Brief –
Collect each line in the records below that contains the word "wooden", and copy every such line in full.

Records for this exercise –
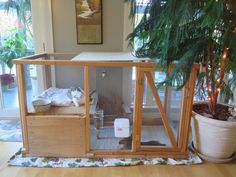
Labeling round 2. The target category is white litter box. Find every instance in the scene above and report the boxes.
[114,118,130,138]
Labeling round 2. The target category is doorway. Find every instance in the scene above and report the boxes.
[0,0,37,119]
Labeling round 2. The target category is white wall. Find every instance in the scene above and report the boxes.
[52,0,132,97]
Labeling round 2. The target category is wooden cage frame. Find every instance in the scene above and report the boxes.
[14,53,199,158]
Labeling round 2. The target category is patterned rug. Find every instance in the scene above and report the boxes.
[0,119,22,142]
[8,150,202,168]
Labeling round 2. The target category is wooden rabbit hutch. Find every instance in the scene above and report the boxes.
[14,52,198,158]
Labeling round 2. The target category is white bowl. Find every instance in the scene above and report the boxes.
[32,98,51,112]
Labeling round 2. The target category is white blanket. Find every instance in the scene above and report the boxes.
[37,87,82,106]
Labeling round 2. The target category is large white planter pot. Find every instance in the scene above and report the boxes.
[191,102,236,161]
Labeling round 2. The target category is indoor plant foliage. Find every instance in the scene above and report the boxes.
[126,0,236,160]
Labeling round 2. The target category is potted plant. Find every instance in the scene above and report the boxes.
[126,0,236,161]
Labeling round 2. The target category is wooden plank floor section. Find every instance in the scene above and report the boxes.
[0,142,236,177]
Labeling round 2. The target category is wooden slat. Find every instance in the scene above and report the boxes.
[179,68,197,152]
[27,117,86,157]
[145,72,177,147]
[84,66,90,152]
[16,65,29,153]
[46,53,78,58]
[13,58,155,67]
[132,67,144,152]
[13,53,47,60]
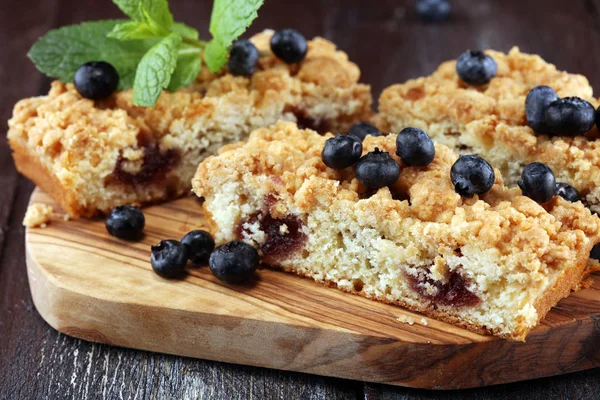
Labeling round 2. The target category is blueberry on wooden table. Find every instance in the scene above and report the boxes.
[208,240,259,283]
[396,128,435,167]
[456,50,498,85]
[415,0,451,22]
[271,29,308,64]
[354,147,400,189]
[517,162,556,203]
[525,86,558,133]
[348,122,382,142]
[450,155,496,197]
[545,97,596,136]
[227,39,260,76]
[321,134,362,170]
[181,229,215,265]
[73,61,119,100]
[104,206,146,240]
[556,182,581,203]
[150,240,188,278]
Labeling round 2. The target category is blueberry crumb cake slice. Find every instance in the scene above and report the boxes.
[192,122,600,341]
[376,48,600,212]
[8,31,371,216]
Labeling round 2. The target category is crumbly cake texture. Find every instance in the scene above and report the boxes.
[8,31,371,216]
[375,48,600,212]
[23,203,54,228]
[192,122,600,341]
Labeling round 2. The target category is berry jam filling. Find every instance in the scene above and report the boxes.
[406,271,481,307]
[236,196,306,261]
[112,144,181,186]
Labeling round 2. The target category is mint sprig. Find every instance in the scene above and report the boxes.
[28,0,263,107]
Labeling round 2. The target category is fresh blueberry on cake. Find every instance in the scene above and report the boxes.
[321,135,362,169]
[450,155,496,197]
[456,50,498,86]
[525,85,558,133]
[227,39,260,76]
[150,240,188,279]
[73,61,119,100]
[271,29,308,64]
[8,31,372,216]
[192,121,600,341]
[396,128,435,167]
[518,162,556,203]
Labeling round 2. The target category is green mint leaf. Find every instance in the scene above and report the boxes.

Task output –
Labeling round 2. The target category is wooden cage frame. Find every instance in the scene above and report the boxes.
Labeling round 2. The target category is wooden rabbit hutch. Find every instance in the scene above and report the boxes.
Labeling round 2. The target category is wooden plank floor section. Find every instance in the scene above and report the boxes.
Labeling round 2. The target category is wooden slat. Find every instance in the scene above and report the boxes.
Labeling round 2. The target category is blueberry on wooden table. Find every instance in the scene above and report the boxes.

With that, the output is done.